Which lines in the items below contain the string "negative", matching case exactly? Collect every such line and copy it out.

START WORKING DATA

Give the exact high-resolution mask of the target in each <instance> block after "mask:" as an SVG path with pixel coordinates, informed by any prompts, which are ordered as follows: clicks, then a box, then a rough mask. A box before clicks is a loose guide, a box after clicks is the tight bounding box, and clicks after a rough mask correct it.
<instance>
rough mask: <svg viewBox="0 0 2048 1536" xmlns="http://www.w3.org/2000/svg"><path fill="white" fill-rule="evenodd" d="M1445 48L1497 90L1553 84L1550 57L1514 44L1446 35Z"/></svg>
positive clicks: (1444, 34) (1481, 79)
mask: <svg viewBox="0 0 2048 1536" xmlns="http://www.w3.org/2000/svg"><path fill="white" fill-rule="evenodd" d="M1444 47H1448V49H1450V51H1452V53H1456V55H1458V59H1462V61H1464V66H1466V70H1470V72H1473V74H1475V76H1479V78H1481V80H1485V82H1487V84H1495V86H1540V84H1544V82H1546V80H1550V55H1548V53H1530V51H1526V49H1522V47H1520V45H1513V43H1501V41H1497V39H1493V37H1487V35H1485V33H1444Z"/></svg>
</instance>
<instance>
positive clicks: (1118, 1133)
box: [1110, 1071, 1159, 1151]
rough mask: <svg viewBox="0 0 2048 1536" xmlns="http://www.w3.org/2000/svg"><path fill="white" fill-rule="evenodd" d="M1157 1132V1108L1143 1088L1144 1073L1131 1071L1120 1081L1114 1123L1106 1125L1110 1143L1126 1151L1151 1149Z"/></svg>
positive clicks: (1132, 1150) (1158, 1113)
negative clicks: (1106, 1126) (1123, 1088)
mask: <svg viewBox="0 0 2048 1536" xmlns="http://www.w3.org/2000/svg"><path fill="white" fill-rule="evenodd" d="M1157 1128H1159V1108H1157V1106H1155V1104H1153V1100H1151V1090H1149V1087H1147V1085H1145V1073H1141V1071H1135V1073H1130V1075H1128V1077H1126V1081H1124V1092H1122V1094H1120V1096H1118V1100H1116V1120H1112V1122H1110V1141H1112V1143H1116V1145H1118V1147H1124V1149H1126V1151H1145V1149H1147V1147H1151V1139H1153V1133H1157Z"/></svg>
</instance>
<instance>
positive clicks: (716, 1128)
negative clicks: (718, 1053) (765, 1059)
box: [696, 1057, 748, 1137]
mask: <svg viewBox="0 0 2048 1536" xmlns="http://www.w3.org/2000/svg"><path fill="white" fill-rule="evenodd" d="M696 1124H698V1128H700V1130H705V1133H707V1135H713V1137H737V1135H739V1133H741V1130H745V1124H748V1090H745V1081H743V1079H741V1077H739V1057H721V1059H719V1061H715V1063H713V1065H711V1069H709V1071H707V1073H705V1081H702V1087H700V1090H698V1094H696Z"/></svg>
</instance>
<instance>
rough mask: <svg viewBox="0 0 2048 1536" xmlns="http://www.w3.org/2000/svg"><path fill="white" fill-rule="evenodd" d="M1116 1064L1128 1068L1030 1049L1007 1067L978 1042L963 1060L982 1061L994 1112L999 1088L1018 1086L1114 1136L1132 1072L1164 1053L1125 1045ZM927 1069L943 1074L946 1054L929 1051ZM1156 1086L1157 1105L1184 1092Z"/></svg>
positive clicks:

END WORKING DATA

=== RESULT OF THE TASK ===
negative clicks: (1106, 1126) (1123, 1088)
negative clicks: (718, 1053) (765, 1059)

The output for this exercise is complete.